TEXTO:
• • • • • • •

A prestação televisiva da Marisa Moura no último dia de 2014 é um bom exemplo daquele ridículo que deixa um travo amargo. Passado o riso e a chacota à conta da cascata de disparates, segue-se a ressaca. Mais do que uma mera aparição infeliz e desajeitada, o episódio revela algo muito mais profundo, a vários níveis: a) a nesciência palerma e arrogante de quem vai à televisão escudada atrás do estatuto de jornalista e não se preocupa em preparar-se minimamente para a tarefa; b) o nível zero de exigência por parte de quem coordena o espaço informativo e de quem conduziu a entrevista; c) o baixo nível de crítica do público, já anestesiado pela banalidade televisiva que constituem os disparates de comentadores.

Mais grave ainda: falar de política, comentar a crise, as medidas do governo ou as manobras da oposição é algo que oferece, digamos, um notável grau de "clareza": qualquer espetador está mandatado, enquanto cidadão, para concordar ou discordar e para emitir a sua opinião e dispõe de ampla informação, porque se trata de realidades que a todos afetam. Agora sobre o Islão, "essa coisa do outro mundo", como diz a Safaa Dib? Não se exigiria um mínimo de cuidado pedagógico a uma jornalista - que, ironicamente, mencionou precisamente o desconhecimento que existe por cá acerca de tudo o que envolve esta temática, sem se aperceber de como contribuiu para aumentar essa ignorância - ?

• • • • • • •

DADOS REGISTADOS:
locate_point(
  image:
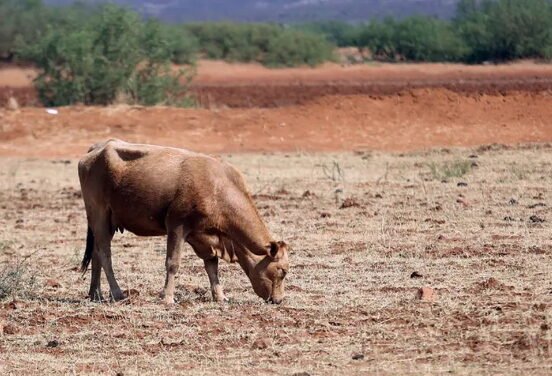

• • • • • • •

EXERCÍCIO A: Segundo o texto sobre a prestação televisiva de Marisa Moura, o episódio revela algo mais profundo a vários níveis. Enumere esses níveis.
EXERCÍCIO B: Escreva a continuação do texto sobre a prestação televisiva de Marisa Moura, a partir da última frase.

RESPOSTA A:
a) A nesciência palerma e arrogante de quem vai à televisão escudada atrás do estatuto de jornalista e não se preocupa em preparar-se minimamente para a tarefa.
b) O nível zero de exigência por parte de quem coordena o espaço informativo e de quem conduziu a entrevista.
c) O baixo nível de crítica do público, já anestesiado pela banalidade televisiva que constituem os disparates de comentadores.

RESPOSTA B:
Em Portugal, Islão significa várias coisas, todas estereotipadas e negativas: intolerância, mutilação genital feminina, terrorismo, atentados, 11 de setembro, barbudos, guerra, burqas, "Estado Islâmico", atrocidades. Ponto final. Talvez fosse bom começar por dizer que é uma religião, em tudo idêntica ao cristianismo e ao judaísmo (que respeita e que se assume, aliás, como continuador). Idêntica? Sim. O mesmo Deus (único), a mesma origem geográfica, a mesma conceção do Homem, do tempo e da verdade "revelada", a mesma visão do mundo, da realidade material e espiritual, o mesmo substrato civilizacional e cultural: o Médio Oriente e o Mediterrâneo. Quem conhece o hinduísmo ou o budismo sabe do que falo. Diferenças? sim, de pormenor, no culto, na teologia, nos dogmas, na prática do quotidiano. Arestas de um tronco comum. Um pinheiro e um carvalho são muito diferentes? Depende se olharmos para cada um ou para o espaço de uma floresta e o compararmos com uma savana.

O que há, sim, são sobretudo tensões históricas, ligadas à turbulência das sociedades humanas. Uma Europa cristã que cresceu no interior de um império já existente (o romano), um Islão que, pelo contrário, nasceu do nada e expandiu-se, naturalmente à custa dos vizinhos. O resto, o longo conflito entre os dois blocos, resultou do facto de ambas as religiões serem exclusivistas, ou seja, proclamarem a sua verdade revelada como a única válida. Mas a guerra, que eu saiba, não surgiu com o nascimento de Cristo ou com a Hégira.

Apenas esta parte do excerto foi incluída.